Please reproduce word for word the lines from the one containing "Locate the vertical" up to and including the final line of the rows below.
* start *
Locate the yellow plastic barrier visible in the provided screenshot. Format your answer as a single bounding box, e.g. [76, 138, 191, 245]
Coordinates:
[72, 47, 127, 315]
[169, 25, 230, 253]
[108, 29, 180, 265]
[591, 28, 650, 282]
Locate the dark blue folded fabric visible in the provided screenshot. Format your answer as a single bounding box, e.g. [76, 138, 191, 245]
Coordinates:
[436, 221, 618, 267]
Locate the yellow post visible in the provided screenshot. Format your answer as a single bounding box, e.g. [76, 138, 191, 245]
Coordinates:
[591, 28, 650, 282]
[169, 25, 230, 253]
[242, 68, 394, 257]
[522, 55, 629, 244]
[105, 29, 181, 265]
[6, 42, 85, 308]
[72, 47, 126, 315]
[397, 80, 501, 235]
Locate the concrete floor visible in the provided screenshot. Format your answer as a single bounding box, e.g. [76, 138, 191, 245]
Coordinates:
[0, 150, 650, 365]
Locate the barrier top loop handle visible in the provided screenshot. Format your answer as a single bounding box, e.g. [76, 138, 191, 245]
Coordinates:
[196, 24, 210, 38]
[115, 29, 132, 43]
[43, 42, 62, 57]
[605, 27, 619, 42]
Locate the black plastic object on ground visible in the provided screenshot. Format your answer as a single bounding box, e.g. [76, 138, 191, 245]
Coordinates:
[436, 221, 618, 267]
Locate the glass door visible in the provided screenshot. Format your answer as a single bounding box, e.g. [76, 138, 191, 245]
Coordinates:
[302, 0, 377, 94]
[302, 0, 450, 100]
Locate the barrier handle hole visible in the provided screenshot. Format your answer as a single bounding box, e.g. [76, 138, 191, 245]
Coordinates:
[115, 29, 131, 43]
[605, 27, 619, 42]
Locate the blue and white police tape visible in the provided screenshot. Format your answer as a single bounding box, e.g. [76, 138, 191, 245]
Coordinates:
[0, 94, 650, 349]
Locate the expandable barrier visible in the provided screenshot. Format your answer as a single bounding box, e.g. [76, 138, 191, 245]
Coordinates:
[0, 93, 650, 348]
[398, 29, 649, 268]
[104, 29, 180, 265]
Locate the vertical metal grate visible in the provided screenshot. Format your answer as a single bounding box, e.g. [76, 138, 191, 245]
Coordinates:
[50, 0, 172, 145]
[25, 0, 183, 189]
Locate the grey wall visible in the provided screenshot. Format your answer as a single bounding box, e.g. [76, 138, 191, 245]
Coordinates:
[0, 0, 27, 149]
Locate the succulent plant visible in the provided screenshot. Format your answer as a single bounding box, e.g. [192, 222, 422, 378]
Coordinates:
* end *
Answer to this problem:
Locate the vertical metal grate visible in the provided screenshot. Format your answer as a single bounding box, e.g. [76, 138, 191, 245]
Coordinates:
[50, 0, 172, 145]
[25, 0, 183, 189]
Locate the grey wall visible in the provided screenshot. Format your answer as a single bounding box, e.g. [76, 138, 191, 245]
Coordinates:
[0, 0, 27, 149]
Locate the succulent plant visible in the provided screenshot. Format your answer as a single bounding box, e.g. [192, 222, 422, 378]
Coordinates:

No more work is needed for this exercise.